━━ Study material ━━

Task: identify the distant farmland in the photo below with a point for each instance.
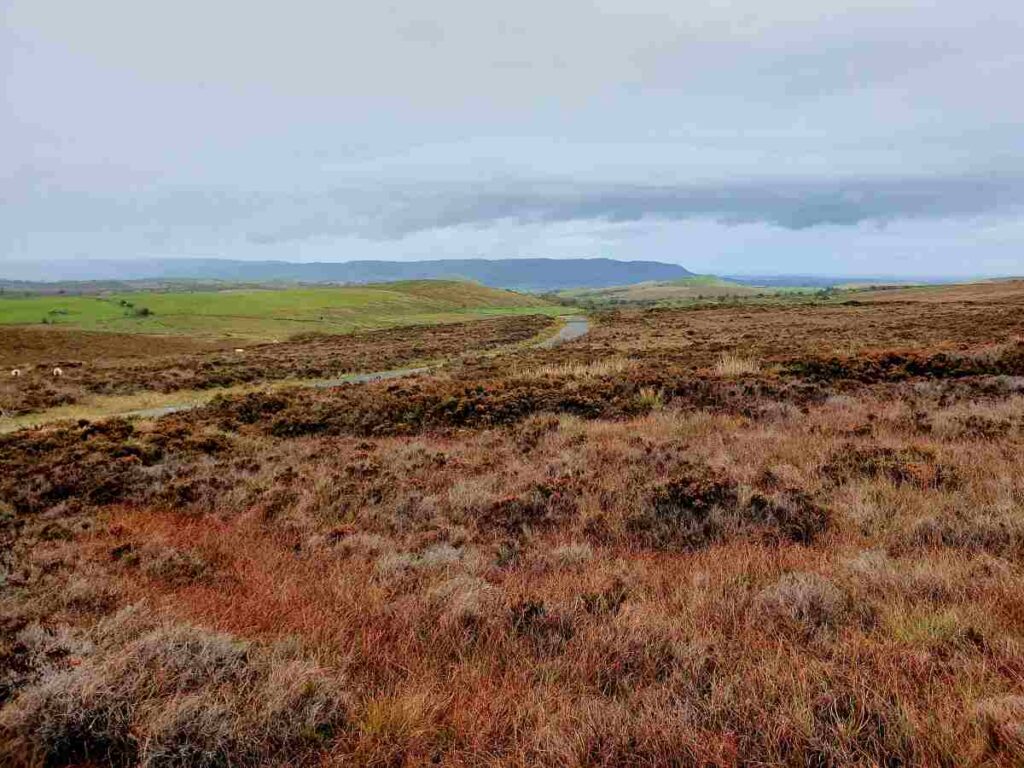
(270, 313)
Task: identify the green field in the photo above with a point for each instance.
(271, 313)
(694, 289)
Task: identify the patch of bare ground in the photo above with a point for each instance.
(540, 559)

━━━

Could the entries above be returned verbatim, with no pictures included?

Exercise response
Task: identify the distant farmland in the photo below with a point for each instance.
(270, 313)
Task: identify the green field in the photo above with a point for each instance.
(271, 313)
(694, 289)
Task: identify the patch of bare ground in the photo above with a point for each instance.
(540, 559)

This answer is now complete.